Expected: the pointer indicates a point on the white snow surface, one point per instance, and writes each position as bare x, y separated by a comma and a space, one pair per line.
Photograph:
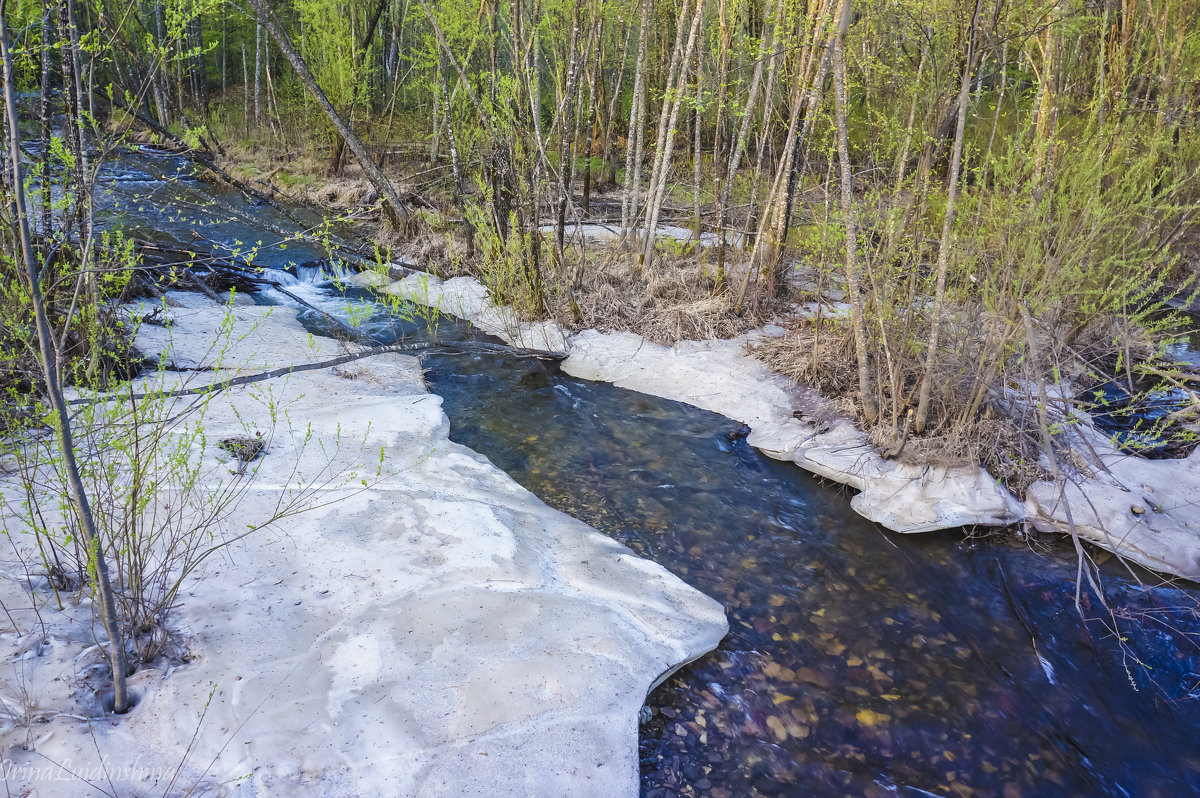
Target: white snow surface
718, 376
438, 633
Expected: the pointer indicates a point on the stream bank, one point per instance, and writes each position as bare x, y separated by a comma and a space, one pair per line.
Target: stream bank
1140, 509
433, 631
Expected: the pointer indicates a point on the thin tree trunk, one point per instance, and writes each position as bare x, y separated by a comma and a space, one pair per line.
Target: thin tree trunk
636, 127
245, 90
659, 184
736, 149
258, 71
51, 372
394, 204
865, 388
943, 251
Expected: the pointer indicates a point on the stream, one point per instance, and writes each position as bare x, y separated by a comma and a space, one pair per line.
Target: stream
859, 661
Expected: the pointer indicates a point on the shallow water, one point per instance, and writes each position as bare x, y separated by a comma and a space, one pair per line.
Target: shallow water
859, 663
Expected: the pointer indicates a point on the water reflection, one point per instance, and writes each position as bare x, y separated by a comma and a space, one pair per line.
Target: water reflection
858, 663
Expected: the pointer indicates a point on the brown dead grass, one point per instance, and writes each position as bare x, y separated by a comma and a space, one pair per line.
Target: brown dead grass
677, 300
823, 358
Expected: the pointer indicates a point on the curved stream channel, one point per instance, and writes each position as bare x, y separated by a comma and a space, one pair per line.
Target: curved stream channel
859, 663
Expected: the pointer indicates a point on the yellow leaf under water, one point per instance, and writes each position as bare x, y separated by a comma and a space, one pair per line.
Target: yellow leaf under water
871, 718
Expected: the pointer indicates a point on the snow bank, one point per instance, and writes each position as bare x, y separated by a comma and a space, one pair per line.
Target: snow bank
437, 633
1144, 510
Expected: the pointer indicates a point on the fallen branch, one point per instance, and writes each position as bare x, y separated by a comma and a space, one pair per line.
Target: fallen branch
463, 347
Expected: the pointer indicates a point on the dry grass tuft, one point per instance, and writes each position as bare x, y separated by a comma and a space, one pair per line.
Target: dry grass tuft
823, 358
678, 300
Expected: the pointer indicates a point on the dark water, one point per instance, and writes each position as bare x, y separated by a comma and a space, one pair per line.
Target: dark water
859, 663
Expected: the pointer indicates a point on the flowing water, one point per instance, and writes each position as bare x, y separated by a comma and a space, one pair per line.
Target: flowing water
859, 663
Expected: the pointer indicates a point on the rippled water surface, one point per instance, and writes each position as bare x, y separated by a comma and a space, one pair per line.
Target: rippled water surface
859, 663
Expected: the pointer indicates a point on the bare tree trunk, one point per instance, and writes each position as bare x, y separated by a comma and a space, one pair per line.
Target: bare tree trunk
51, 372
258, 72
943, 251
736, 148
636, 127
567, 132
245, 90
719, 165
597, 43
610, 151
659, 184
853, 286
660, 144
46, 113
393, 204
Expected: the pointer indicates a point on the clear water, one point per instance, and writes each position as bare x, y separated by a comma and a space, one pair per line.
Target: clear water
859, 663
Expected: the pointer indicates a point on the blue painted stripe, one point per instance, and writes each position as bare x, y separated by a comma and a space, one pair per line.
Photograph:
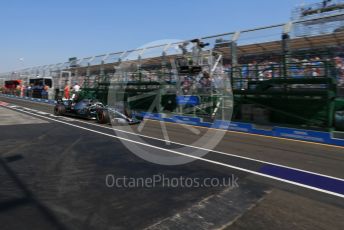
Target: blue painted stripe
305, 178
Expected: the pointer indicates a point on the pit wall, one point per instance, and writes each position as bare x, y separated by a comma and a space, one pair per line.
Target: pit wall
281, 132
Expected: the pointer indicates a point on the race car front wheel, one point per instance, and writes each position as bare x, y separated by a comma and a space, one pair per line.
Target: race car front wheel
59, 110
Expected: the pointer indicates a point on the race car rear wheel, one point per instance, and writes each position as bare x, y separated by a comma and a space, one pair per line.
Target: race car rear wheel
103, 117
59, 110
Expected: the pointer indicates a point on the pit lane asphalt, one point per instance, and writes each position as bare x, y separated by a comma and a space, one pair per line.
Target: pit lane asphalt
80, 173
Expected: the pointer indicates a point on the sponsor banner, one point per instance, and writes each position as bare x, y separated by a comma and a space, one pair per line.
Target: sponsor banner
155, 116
...
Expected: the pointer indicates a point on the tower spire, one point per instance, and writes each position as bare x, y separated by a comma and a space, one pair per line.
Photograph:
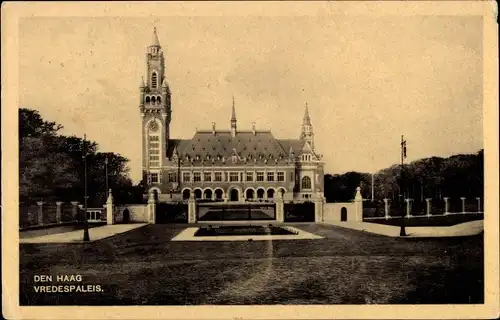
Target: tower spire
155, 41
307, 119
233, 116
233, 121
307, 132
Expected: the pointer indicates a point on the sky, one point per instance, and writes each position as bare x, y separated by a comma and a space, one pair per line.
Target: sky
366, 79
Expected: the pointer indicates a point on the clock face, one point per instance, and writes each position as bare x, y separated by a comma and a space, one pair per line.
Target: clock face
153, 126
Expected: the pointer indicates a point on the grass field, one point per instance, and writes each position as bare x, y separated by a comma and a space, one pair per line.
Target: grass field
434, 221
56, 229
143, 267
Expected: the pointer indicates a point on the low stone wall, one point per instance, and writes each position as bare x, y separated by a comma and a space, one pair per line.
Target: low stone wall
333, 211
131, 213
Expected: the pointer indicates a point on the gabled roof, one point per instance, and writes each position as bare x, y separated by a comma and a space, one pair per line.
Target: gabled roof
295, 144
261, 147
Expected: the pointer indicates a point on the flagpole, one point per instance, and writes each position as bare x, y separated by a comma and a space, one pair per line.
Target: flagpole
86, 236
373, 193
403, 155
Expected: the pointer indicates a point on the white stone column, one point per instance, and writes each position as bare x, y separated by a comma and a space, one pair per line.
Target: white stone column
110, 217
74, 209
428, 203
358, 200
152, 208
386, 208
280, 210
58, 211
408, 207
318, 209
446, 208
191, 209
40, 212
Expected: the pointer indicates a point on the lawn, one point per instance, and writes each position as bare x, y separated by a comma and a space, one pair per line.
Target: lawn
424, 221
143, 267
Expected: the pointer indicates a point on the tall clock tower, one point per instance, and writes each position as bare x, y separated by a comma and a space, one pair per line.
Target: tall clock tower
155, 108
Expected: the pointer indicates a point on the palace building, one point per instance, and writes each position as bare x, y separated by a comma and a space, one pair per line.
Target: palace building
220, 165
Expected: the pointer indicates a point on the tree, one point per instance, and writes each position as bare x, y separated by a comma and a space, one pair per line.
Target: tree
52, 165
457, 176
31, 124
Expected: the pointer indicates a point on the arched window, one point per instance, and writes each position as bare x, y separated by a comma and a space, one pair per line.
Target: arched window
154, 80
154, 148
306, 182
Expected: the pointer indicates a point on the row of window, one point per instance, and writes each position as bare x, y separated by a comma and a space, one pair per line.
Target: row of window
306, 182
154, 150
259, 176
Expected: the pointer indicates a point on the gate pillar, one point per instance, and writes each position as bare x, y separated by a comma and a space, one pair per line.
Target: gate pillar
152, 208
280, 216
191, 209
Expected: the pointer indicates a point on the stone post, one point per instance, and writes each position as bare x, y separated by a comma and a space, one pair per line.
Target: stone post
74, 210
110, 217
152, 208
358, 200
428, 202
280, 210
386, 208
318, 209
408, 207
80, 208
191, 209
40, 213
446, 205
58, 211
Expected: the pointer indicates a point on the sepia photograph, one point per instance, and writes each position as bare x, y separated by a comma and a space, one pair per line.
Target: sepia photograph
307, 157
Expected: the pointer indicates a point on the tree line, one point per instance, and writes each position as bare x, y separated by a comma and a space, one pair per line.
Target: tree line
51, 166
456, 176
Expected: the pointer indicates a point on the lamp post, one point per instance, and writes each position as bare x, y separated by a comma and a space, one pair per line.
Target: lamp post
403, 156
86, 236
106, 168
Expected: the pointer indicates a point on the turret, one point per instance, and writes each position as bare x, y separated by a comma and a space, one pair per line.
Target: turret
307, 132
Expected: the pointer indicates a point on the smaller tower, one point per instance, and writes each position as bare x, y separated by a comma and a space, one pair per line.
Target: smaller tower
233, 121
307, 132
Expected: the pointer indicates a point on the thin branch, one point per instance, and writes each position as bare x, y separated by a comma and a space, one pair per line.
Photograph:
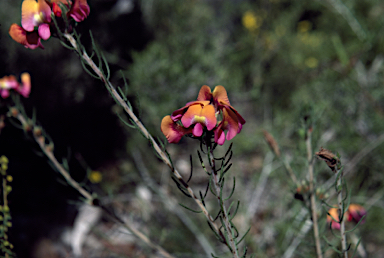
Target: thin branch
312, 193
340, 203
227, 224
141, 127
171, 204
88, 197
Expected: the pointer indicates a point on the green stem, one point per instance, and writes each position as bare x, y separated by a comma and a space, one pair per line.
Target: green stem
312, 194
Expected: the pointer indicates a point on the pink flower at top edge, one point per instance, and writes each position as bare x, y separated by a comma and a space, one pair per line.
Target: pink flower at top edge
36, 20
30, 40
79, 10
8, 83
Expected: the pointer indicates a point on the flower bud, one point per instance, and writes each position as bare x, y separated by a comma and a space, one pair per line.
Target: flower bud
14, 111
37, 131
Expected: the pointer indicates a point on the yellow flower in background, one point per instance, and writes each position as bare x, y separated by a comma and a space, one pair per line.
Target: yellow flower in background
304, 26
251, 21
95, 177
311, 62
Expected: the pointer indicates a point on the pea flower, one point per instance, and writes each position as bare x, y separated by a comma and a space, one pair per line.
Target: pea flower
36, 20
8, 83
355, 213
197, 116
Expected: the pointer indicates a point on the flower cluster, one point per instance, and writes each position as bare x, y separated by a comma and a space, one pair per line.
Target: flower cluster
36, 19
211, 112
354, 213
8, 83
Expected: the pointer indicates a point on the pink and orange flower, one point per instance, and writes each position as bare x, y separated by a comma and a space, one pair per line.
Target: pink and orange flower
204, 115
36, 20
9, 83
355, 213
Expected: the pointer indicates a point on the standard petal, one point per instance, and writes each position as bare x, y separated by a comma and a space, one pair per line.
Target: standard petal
* * *
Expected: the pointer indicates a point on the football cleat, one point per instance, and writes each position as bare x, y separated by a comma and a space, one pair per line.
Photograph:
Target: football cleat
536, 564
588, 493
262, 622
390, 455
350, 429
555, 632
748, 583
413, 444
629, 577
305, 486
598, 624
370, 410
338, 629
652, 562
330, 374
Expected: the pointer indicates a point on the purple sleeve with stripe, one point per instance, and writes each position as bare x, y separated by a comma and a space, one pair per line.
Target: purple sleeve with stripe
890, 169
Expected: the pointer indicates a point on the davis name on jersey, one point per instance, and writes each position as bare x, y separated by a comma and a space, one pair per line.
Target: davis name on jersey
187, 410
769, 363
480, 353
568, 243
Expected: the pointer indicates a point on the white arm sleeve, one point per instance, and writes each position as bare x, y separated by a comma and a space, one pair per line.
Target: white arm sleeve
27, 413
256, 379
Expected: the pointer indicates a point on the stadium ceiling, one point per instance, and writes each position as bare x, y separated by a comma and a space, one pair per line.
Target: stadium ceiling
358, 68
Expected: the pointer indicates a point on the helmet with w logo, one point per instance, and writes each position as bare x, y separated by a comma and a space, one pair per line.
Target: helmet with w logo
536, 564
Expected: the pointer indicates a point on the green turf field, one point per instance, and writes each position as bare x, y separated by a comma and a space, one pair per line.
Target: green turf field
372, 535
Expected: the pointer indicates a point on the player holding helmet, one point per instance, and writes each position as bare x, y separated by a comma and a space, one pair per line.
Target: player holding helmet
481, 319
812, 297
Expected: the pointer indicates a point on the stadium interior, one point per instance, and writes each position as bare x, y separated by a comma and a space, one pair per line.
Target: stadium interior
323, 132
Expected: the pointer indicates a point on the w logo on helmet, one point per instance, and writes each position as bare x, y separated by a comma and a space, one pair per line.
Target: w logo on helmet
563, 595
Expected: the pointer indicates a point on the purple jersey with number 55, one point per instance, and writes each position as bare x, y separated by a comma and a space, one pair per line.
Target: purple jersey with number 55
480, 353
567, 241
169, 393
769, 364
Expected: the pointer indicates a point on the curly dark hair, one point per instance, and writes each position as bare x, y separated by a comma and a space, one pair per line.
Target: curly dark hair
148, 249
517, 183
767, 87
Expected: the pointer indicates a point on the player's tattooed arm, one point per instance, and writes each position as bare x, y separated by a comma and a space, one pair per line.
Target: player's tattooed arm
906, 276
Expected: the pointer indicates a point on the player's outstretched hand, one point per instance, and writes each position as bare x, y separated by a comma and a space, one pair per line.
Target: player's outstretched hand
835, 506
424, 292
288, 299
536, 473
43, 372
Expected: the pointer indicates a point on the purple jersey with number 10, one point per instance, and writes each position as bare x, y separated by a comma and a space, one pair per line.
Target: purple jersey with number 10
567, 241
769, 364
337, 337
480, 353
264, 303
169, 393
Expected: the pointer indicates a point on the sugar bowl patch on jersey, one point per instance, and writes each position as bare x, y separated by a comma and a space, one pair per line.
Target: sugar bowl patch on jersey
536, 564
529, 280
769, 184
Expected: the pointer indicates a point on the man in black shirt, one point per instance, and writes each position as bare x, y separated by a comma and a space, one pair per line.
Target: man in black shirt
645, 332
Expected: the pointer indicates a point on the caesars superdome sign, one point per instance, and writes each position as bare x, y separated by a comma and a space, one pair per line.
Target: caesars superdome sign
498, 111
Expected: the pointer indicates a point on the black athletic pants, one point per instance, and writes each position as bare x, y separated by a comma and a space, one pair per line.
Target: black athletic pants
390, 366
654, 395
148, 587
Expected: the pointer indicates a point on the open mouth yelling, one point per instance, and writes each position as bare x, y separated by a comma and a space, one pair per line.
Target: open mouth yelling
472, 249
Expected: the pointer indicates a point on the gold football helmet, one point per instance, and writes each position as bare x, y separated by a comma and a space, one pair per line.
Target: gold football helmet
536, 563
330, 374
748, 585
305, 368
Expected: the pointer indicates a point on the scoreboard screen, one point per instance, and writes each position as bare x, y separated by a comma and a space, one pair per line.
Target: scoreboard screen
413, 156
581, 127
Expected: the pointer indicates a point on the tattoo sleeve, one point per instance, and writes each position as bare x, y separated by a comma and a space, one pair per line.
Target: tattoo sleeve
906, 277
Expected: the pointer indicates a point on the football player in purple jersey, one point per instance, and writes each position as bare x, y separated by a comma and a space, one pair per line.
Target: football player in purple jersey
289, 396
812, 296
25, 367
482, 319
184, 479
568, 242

• **YOUR GOAL**: Report each line of the material above that contains the word "yelling", copying every such line whole. Only matches with the same case count.

• **RESULT BELOW**:
Expected: the pointer indicates a point on the open mouth yelling, one point per instance, and writes each position as bare x, y separated by a comma and a space, one pair per line.
Target: open mouth yelling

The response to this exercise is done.